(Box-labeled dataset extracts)
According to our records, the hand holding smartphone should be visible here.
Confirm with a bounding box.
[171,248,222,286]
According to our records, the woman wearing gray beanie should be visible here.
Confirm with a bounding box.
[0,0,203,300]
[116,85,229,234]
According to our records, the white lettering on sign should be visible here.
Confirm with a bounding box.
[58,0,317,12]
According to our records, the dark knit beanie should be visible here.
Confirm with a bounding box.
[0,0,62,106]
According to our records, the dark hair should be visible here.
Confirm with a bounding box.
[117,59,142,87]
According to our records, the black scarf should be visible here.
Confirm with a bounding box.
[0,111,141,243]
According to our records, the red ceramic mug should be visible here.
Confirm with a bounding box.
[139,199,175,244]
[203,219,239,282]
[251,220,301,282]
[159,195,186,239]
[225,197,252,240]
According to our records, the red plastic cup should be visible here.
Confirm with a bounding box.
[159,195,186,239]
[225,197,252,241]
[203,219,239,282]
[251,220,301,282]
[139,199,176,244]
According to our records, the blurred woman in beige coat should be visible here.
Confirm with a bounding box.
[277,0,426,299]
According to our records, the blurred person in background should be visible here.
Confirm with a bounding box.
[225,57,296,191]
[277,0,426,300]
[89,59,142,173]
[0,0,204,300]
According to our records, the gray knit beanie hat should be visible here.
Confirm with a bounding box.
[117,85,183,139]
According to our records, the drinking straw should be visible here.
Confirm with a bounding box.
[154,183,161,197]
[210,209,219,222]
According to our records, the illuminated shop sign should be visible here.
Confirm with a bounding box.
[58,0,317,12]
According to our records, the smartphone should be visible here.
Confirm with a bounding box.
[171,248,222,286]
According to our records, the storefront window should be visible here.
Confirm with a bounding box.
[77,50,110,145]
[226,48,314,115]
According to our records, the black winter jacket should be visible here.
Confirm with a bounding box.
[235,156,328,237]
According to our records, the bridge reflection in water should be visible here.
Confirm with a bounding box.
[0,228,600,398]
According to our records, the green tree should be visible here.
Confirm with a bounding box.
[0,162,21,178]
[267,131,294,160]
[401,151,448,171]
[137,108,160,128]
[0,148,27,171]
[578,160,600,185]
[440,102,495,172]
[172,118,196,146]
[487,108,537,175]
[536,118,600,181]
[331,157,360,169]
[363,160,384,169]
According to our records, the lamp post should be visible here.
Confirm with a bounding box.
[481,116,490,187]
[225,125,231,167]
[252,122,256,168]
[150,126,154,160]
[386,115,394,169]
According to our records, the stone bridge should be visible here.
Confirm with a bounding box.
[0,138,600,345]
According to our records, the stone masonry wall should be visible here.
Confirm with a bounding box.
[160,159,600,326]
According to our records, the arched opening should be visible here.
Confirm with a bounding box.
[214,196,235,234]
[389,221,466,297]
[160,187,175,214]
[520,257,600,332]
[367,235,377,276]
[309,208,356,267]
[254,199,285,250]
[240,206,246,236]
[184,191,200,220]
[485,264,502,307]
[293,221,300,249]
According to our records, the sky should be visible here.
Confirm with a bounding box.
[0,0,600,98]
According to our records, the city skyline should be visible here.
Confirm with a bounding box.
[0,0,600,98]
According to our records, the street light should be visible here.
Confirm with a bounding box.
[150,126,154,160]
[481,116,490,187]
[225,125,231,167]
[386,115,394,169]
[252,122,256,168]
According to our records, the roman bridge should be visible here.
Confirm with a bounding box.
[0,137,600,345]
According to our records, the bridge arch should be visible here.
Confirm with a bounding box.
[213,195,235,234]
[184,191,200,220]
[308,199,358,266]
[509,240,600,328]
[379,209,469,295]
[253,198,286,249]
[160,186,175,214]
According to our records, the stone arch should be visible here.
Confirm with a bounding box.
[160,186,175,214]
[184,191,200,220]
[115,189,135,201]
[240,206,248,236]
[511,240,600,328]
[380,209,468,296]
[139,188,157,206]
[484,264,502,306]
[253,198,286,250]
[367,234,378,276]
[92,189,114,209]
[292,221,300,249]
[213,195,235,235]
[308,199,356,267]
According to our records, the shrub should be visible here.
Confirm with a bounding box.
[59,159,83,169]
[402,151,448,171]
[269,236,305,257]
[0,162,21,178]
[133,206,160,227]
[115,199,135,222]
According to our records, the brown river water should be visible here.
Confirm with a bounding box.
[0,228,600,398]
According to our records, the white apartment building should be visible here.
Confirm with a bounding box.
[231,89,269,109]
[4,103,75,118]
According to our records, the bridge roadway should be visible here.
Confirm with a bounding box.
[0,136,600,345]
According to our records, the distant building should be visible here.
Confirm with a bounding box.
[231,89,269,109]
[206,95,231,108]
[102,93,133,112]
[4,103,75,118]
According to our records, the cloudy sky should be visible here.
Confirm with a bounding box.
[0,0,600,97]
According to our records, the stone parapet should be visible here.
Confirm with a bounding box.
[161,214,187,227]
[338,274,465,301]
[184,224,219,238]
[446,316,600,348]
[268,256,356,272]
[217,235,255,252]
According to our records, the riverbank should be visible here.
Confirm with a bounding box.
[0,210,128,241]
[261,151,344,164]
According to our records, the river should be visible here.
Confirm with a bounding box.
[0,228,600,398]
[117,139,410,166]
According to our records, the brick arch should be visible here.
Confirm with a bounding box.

> **Job**:
Write out every line of the listing above as a JSON array of strings, one string per line, skipping any blank lines.

> **Result of this task**:
[
  "According to our records, the hand holding smartphone should be visible here.",
  "Confirm with a bounding box.",
  "[171,248,222,286]",
  "According to our records, the woman wearing gray beanie should be visible here.",
  "Confirm with a bounding box.",
  "[0,0,203,300]",
  "[116,85,229,234]",
  "According to our records, the white lettering on sign should be visible here.",
  "Confirm with a bounding box.",
  "[58,0,317,12]",
  "According to our records, the dark knit beanie should be visible here.",
  "Confirm with a bounding box.",
  "[0,0,62,106]",
  "According to our records, the dark hair should be visible here.",
  "Confirm with a bounding box.",
  "[117,59,142,87]",
  "According to our records, the black scarf should be visible here.",
  "Confirm with a bounding box.",
  "[0,111,141,243]",
  "According to our records, the red ceramic mug should be visible here.",
  "Confirm with a bounding box.",
  "[139,199,175,244]",
  "[203,219,239,282]",
  "[251,220,301,282]",
  "[159,195,186,239]",
  "[225,197,252,240]",
  "According to our records, the red plastic cup should be visible here.",
  "Confirm with a bounding box.",
  "[159,195,186,239]",
  "[225,197,252,241]",
  "[203,219,239,282]",
  "[251,220,301,282]",
  "[139,199,176,244]",
  "According to our records, the blurred woman in beige coat should be visible here.",
  "Confirm with a bounding box.",
  "[277,0,426,299]",
  "According to our records, the blurred person in background should be visible here.",
  "Confirm with a bounding box.",
  "[225,57,296,191]",
  "[277,0,426,300]",
  "[89,59,142,173]",
  "[0,0,204,300]",
  "According to our records, the gray knit beanie hat should be visible here.",
  "Confirm with a bounding box.",
  "[117,85,183,139]",
  "According to our records, the drinking straw should be visible here.",
  "Confirm with a bounding box.",
  "[154,183,161,197]",
  "[210,209,219,222]",
  "According to our records, the illuminated shop sign should be visible here.",
  "Confirm with a bounding box.",
  "[58,0,317,12]",
  "According to our records, the smartphone should be visible here.",
  "Confirm with a bounding box.",
  "[171,248,222,286]",
  "According to our records, the storefront window should be visible here.",
  "Confirm with a bounding box.",
  "[77,50,110,145]",
  "[226,48,314,115]",
  "According to our records, the black winter jacket should be visible here.",
  "Confirm with a bounding box.",
  "[235,156,328,237]",
  "According to our records, the bridge reflection in water should be visible here.",
  "Confirm with a bounding box.",
  "[0,228,600,398]",
  "According to our records, the green tree should be visible here.",
  "Confirm with a bounding box.",
  "[0,162,21,178]",
  "[267,131,294,160]",
  "[401,151,448,171]",
  "[137,108,160,128]",
  "[0,148,27,171]",
  "[578,160,600,185]",
  "[440,102,495,172]",
  "[172,118,196,146]",
  "[487,108,537,175]",
  "[536,118,600,181]",
  "[331,157,360,169]",
  "[363,160,384,169]",
  "According to our records, the lamp post should be visible here.",
  "Confirm with a bounding box.",
  "[481,116,490,187]",
  "[225,125,231,167]",
  "[252,122,256,168]",
  "[150,126,154,160]",
  "[386,115,394,169]",
  "According to our records, the stone bridge should be visible here.",
  "Confirm with a bounding box.",
  "[0,138,600,345]",
  "According to our records, the stone masonry wall should be visible here.",
  "Confirm with a bounding box.",
  "[160,159,600,326]",
  "According to our records, the arched opening should be visible here.",
  "Confirm with a bounding box.",
  "[214,196,235,234]",
  "[389,221,466,297]",
  "[160,187,175,214]",
  "[520,257,600,332]",
  "[367,235,377,276]",
  "[309,208,356,267]",
  "[254,199,285,250]",
  "[240,206,246,236]",
  "[184,191,200,220]",
  "[485,264,502,307]",
  "[293,221,300,249]",
  "According to our records, the sky should be visible here.",
  "Confirm with a bounding box.",
  "[0,0,600,98]",
  "According to our records, the city skyline should be visible here.",
  "Confirm with a bounding box.",
  "[0,0,600,98]",
  "According to our records, the street light should be visible here.",
  "Confirm with a bounding box.",
  "[150,126,154,160]",
  "[481,116,490,187]",
  "[225,125,231,167]",
  "[386,115,394,169]",
  "[252,122,256,168]",
  "According to our records, the roman bridge should be visible here.",
  "Confirm with a bounding box.",
  "[0,137,600,345]",
  "According to our records, the bridge arch should be visible here.",
  "Confirm with a bounding box.",
  "[213,195,235,234]",
  "[184,191,200,220]",
  "[308,199,358,266]",
  "[509,240,600,328]",
  "[379,209,469,295]",
  "[253,198,286,249]",
  "[160,186,175,214]",
  "According to our records, the stone arch should be visible here.",
  "Confirm with a bounding box.",
  "[160,186,175,214]",
  "[184,191,200,220]",
  "[115,189,135,201]",
  "[240,206,248,236]",
  "[511,240,600,328]",
  "[380,209,468,296]",
  "[139,188,157,206]",
  "[484,264,502,306]",
  "[253,198,286,250]",
  "[367,234,378,276]",
  "[92,189,114,209]",
  "[292,221,300,249]",
  "[213,195,235,235]",
  "[308,199,356,267]",
  "According to our records, the shrub should be visible here.",
  "Confirm with a bounding box.",
  "[59,159,83,169]",
  "[402,151,448,171]",
  "[269,236,305,257]",
  "[0,162,21,178]",
  "[133,206,160,227]",
  "[115,199,135,222]",
  "According to our records, the brown river water should be visible here.",
  "Confirm with a bounding box.",
  "[0,228,600,398]",
  "According to our records, the white apartment building should be visible here.",
  "Confirm with a bounding box.",
  "[231,89,269,109]",
  "[4,103,75,118]",
  "According to our records, the bridge roadway should be visible here.",
  "Confirm with a bounding box.",
  "[0,136,600,345]",
  "According to our records, the distant building should be visible here.",
  "Confirm with a bounding box.",
  "[231,89,269,109]",
  "[206,95,231,108]",
  "[102,93,133,112]",
  "[4,103,75,118]",
  "According to our records, the cloudy sky should be visible here.",
  "Confirm with a bounding box.",
  "[0,0,600,97]",
  "According to our records, the stone parapet should be visible here.",
  "Confirm with a bounding box.",
  "[161,214,187,227]",
  "[338,274,465,301]",
  "[184,224,219,238]",
  "[446,316,600,348]",
  "[268,256,356,272]",
  "[217,235,255,252]",
  "According to our records, the riverbank should be visible here.",
  "Confirm with a bounding box.",
  "[0,210,128,241]",
  "[261,151,344,164]",
  "According to our records, the river should be visible here.",
  "Confirm with a bounding box.",
  "[0,228,600,398]",
  "[117,139,410,166]",
  "According to our records, the brick arch should be visible here.",
  "Confirm with a bounding box."
]